Do this
Can you copy the lines from the one that contains "Query: tiled floor" through the end of the material below, exactly and with nothing else?

Supplied records
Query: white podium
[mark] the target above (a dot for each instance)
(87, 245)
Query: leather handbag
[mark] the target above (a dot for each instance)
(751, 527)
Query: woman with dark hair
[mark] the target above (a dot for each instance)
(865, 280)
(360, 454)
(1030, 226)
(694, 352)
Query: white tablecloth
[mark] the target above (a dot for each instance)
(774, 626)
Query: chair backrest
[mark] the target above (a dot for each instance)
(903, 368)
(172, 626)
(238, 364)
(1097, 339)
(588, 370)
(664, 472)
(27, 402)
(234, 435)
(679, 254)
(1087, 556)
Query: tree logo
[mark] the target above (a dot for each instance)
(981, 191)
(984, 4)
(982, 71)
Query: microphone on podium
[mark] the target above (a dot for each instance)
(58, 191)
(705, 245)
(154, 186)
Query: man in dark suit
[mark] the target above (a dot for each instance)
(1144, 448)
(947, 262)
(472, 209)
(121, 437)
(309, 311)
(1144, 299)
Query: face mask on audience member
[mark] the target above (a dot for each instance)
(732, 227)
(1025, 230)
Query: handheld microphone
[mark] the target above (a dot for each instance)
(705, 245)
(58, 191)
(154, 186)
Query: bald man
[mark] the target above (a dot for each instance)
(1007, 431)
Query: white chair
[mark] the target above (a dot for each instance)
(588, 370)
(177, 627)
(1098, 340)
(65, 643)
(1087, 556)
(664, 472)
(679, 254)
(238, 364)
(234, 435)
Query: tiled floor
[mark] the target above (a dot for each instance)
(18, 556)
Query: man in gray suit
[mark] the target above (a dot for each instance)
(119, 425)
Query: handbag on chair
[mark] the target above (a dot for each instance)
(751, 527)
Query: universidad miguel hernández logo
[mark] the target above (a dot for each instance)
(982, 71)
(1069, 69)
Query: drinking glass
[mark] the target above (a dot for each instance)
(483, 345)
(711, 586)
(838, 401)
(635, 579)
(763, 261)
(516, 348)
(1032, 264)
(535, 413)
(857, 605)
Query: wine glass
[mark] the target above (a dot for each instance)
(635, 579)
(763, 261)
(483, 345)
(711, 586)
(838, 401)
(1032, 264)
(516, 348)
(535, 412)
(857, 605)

Result
Query: tiled floor
[mark] the target above (a dot for each instance)
(18, 556)
Query: man in gray suit
[mark] the target above (a dot for each instance)
(119, 425)
Query: handbag on chair
[mark] the target above (a dot for each instance)
(751, 527)
Query: universidad miguel hernández logo
[mark] the target above (a dot for each instance)
(982, 71)
(1069, 69)
Query: drinking glass
[mark] the target above (a dot for each instance)
(483, 345)
(711, 586)
(838, 401)
(635, 579)
(763, 261)
(516, 348)
(1032, 264)
(535, 413)
(857, 605)
Query: wine glass
[mark] the target above (a dot for each instance)
(635, 579)
(763, 261)
(483, 345)
(711, 586)
(838, 401)
(1032, 264)
(516, 348)
(535, 412)
(857, 605)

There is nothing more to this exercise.